- _Trecho_
• • • • • • •
Na COP16, créditos de biodiversidade geram esperanças e protestos
Por Stella Paul
CALI, Colômbia (IPS) – Ao final da primeira semana da 16ª Conferência das Partes sobre Biodiversidade (COP16), o financiamento surge como o maior tema, mas também envolto em controvérsias.
No sábado, à medida que a COP se aproximava de sua fase mais crucial de negociações, a mobilização de recursos – listada na Meta 19 da Estrutura Global de Biodiversidade de Kunming-Montreal (KMGBF) – assumiu o centro das atenções, com a maioria das partes exigindo ações mais rápidas, maior transparência e a adoção de soluções verdadeiras para deter a perda de biodiversidade.
Financiamento da biodiversidade: Expectativa x Realidade
Na quinta-feira, 24 de outubro, o governo da China anunciou formalmente que o Fundo de Biodiversidade de Kunming – anunciado pela primeira vez pelo presidente chinês Xi Jinping em 2021 – estava agora totalmente em operação. O fundo promete contribuir com US$ 220 milhões nos próximos 10 anos, que seriam gastos especialmente para ajudar os países em desenvolvimento na implementação do KMGBF e atingir suas metas, disse Huang Runqiu, Ministro do Meio Ambiente e Ecologia da China, em uma coletiva de imprensa. No entanto, não ficou claro quanto do valor prometido foi depositado.
• • • • • • •
- _Tarefa curta_
Por favor, reescreva em forma de lista o parágrafo do trecho sobre a COP16 que começa com "Na quinta-feira, 24 de outubro", preservando seus fatos principais. A listagem a seguir não tem nenhum papel nesta tarefa.

- _Dados fornecidos_
• • • • • • •
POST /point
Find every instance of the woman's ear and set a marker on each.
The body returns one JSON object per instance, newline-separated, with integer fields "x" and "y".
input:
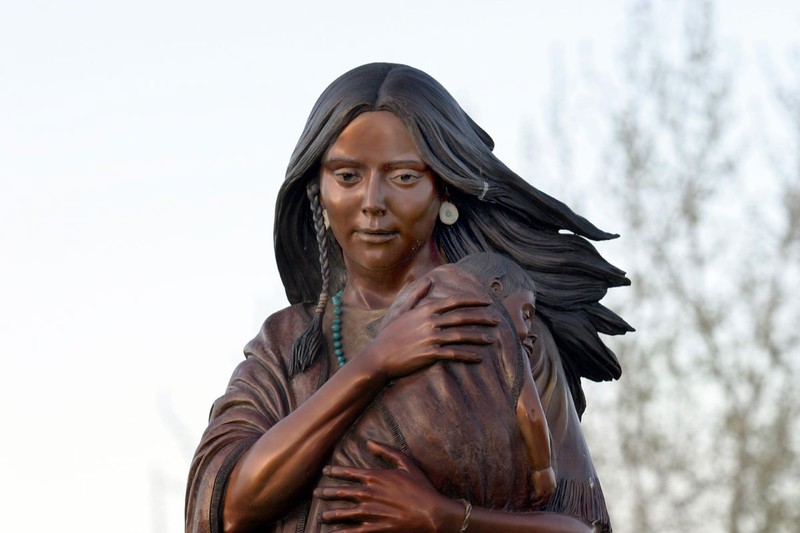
• • • • • • •
- _Solução da tarefa_
- Na quinta-feira, 24 de outubro, o governo da China anunciou formalmente que o Fundo de Biodiversidade de Kunming está totalmente em operação.
- O fundo foi anunciado pela primeira vez pelo presidente chinês Xi Jinping em 2021.
- Ele promete contribuir com US$ 220 milhões nos próximos 10 anos, principalmente para ajudar os países em desenvolvimento a implementar o KMGBF e atingir suas metas.
- Quem deu essas informações foi Huang Runqiu, Ministro do Meio Ambiente e Ecologia da China, em uma coletiva de imprensa.
- Não ficou claro quanto do valor prometido foi depositado.